### What you will do
Omit images. Retype all entries verbatim.

::: Entries :::

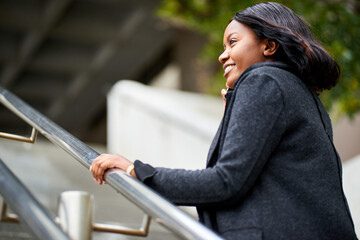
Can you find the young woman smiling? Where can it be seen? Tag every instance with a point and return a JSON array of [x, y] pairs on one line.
[[272, 170]]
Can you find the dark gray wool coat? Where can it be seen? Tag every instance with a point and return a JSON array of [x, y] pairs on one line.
[[272, 170]]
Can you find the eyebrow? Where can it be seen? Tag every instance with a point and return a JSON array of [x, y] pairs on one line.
[[229, 37]]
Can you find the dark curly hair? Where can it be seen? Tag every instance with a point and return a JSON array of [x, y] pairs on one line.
[[297, 45]]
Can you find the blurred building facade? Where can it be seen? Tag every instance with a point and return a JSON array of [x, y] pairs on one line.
[[63, 56]]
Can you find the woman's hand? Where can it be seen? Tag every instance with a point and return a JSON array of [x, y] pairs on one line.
[[106, 161]]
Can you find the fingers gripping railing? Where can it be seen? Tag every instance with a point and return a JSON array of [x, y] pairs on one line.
[[150, 202]]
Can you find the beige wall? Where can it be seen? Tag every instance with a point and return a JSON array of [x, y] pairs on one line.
[[347, 137]]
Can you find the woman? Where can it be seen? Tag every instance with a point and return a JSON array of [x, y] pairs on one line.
[[272, 170]]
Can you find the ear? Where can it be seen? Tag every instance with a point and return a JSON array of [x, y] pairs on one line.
[[271, 47]]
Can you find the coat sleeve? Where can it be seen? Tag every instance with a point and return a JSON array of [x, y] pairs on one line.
[[252, 133]]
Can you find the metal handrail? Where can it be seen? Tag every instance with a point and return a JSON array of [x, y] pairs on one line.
[[149, 201], [29, 210]]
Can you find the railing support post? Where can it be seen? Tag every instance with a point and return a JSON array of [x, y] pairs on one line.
[[75, 214]]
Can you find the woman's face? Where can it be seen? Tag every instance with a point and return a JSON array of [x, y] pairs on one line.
[[242, 49]]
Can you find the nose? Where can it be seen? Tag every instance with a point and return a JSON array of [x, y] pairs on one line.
[[223, 57]]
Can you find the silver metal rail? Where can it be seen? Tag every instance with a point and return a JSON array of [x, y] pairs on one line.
[[29, 210], [150, 202]]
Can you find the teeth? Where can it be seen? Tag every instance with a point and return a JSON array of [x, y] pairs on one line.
[[228, 68]]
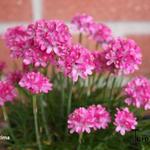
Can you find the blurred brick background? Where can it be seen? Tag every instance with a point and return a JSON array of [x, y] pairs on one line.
[[129, 18]]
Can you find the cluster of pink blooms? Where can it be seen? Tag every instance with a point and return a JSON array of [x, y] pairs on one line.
[[123, 55], [83, 120], [100, 62], [138, 93], [2, 66], [76, 62], [14, 77], [124, 121], [98, 31], [37, 43], [7, 92], [36, 83]]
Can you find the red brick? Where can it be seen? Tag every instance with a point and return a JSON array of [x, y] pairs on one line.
[[125, 10], [15, 10], [143, 41]]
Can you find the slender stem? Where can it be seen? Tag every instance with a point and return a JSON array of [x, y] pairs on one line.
[[80, 38], [97, 46], [106, 85], [69, 99], [44, 119], [7, 121], [112, 88], [80, 141], [35, 110], [63, 95]]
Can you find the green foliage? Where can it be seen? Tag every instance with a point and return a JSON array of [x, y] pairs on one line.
[[97, 89]]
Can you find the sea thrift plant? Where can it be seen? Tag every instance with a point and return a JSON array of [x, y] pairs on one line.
[[83, 120], [36, 83], [124, 121], [7, 92], [124, 55], [100, 116], [49, 35], [138, 93], [102, 33], [76, 62], [2, 66], [80, 121], [86, 94], [17, 40], [14, 77], [83, 22]]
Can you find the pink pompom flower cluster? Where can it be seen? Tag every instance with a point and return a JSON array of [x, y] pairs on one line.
[[36, 83], [7, 92], [97, 31], [83, 120], [37, 43], [138, 93], [124, 121], [14, 77], [123, 55], [76, 62]]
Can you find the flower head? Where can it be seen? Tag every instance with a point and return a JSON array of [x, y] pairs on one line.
[[76, 62], [80, 121], [138, 93], [17, 40], [102, 33], [49, 35], [100, 62], [35, 83], [124, 121], [100, 117], [83, 120], [83, 23], [8, 92], [124, 55], [14, 77], [2, 66]]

:::

### Reply
Can you find the young woman smiling? Where can it be seen? Tag every instance with a point and return a JSON array of [x, y] pairs on one line.
[[272, 170]]
Can you find the dark gray wool coat? Where can it be seen? Tag every instance with a point and return a JSON array of [x, y] pairs on one line.
[[272, 170]]
Can you find the eyebrow? Where can it be seen? Tag every instance with a point and return a JSON array of [x, y] pairs on one line.
[[229, 37]]
Can you find the dark curly hair? Where can it be seen? Tag every instance with a point and return a JSON array of [x, y] pairs on one line.
[[297, 45]]
Can you find the blurred building facade? Where can it be seen? Tag every instance with a point and return a JSON array of [x, y] pairs on one line.
[[63, 56]]
Can you find the woman's hand? Where can it be seen? Tag every instance with a point and return a JSON array of [x, y] pairs on one line.
[[106, 161]]
Can you find the fingers gripping railing? Where can it be seen? Tag every instance with a point and return a JSON array of [x, y] pairs on one line.
[[150, 202]]
Can you find the beige wall? Where can it be seen? Tag every instance with a point and return a JSON array of [x, y] pairs on one line.
[[347, 137]]
Can you find the woman? Where can it be seen? Tag every instance with a point and return a JSON array of [x, y] pairs on one line.
[[272, 170]]
Can you find the ear? Where can it be seen? Tag every instance with a point and return a JSON array of [x, y] pairs on one line.
[[271, 47]]
Can you find the coat sleeve? Where can it be seen? Tag every instance with a point and return a JSON array of [x, y] pairs on one line.
[[252, 133]]
Can you find the metal handrail? Where can it be seen? Tag every instance with a point and return a JSON array of [x, y] pairs on one line.
[[149, 201], [29, 210]]
Can you find the railing support post? Where can it be seen? Tag every instance with a point and return a JSON array of [x, y] pairs on one line.
[[75, 214]]
Can you find the woman's face? Where can it be seen? Tag every instance with a point and return a JSON array of [x, y] pairs on one line.
[[242, 49]]
Can you find the nose? Where can it be seen? Tag every instance with a point and return a JSON array of [x, y] pairs on one line.
[[223, 57]]
Can you find the silver metal rail? Where can it be seen? Tag every instance with a point and return a JSON array of [x, y] pairs on one line.
[[29, 210], [150, 202]]
Can you find the teeth? Where can it be seen? Tag every instance with a point and return a JSON array of [x, y] pairs on one line.
[[228, 68]]
Can you find the blurred brick background? Where can it be seen? Tag every instance with a point and return a JSON array of [x, y] pairs on one line.
[[129, 18]]
Can you find the cluster of pink blooms? Where can it be seen? Tag every instance with a point and return a JSON array of [x, y] pairs on one line.
[[123, 55], [83, 120], [100, 62], [138, 93], [2, 66], [76, 62], [14, 77], [124, 121], [98, 31], [37, 43], [7, 92], [36, 83]]
Can you find the red brick? Where can it be seen? Tag every instance with a point and return a JSON array of [x, y] pairs on one line.
[[125, 10], [15, 10], [143, 41]]
Can you find the slender stem? Where can it be seen? Tag every instance with a point and return a JSON array of [x, y] pairs on one line.
[[80, 38], [97, 46], [106, 85], [69, 99], [44, 119], [7, 121], [112, 88], [80, 141], [35, 110], [63, 95]]
Can you find the green foliage? Where can it be seen? Tag every instance with a point and return a JSON array of [x, y] pairs on one line.
[[97, 89]]
Can you find the sea thrift plant? Where can it be seen? Tag every instance with a point and return a JSON array of [x, y] pairs on one line.
[[83, 120], [36, 83], [124, 121], [7, 92], [124, 55], [100, 116], [49, 35], [138, 93], [102, 33], [76, 62], [2, 66], [80, 121], [86, 94], [17, 40], [14, 77], [83, 22]]
Can you find the pink pompom flower cluster? Where can it be seen? Tag every instance with a point and return a JSON array of [x, y] pairs on one line.
[[36, 83], [7, 92], [97, 31], [83, 120], [37, 43], [138, 93], [124, 121], [14, 77], [123, 55], [76, 62]]
Can you find the flower head? Where can it be seen? Tag every instance with a point and return a JSON array of [x, y] pairs on one line.
[[76, 62], [80, 121], [138, 93], [17, 40], [102, 33], [49, 35], [100, 62], [35, 83], [124, 121], [100, 117], [83, 120], [83, 23], [8, 92], [124, 55], [14, 77], [2, 66]]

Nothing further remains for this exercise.